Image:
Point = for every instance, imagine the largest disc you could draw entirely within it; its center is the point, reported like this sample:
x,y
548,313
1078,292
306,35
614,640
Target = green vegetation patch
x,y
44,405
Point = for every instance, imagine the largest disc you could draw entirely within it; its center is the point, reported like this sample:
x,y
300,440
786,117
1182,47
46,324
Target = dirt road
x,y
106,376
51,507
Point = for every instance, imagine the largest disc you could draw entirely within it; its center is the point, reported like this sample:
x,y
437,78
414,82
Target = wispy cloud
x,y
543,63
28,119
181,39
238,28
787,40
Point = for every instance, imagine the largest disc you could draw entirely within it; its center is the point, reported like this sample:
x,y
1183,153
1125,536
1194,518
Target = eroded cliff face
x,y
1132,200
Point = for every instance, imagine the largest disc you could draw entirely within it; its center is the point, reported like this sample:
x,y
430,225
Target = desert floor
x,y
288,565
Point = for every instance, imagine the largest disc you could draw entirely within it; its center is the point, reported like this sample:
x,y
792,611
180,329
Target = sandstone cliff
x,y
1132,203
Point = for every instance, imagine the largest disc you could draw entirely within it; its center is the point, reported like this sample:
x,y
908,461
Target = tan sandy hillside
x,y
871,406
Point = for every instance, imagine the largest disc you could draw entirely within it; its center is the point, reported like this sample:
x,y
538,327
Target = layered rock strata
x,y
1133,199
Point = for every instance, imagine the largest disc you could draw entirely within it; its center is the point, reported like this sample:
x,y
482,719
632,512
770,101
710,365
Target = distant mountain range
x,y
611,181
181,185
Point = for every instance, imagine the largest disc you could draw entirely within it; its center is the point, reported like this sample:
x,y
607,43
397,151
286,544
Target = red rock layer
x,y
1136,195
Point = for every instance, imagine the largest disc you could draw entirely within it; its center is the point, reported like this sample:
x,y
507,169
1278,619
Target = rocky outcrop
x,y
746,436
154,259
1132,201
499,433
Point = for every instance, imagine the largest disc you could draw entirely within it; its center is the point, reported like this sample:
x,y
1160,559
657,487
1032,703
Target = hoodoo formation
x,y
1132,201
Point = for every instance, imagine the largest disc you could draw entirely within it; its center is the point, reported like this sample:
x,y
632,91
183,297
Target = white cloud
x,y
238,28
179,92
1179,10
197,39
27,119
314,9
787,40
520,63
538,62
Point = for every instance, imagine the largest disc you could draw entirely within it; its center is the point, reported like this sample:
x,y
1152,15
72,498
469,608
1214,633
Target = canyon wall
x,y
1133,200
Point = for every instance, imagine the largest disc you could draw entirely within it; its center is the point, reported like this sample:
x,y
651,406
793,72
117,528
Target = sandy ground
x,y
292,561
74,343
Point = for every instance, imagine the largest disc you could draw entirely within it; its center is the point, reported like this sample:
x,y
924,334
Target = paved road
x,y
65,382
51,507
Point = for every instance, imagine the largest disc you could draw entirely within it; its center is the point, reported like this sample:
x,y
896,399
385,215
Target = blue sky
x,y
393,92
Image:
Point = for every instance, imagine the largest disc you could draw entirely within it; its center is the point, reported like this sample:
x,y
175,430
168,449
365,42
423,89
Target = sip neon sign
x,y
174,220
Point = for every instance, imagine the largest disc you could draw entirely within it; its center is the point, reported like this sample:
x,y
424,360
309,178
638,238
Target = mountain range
☆ ☆ ☆ ☆
*Short task*.
Return every line above that contains the word "mountain".

*Answer for this exercise*.
Target = distant mountain range
Target = mountain range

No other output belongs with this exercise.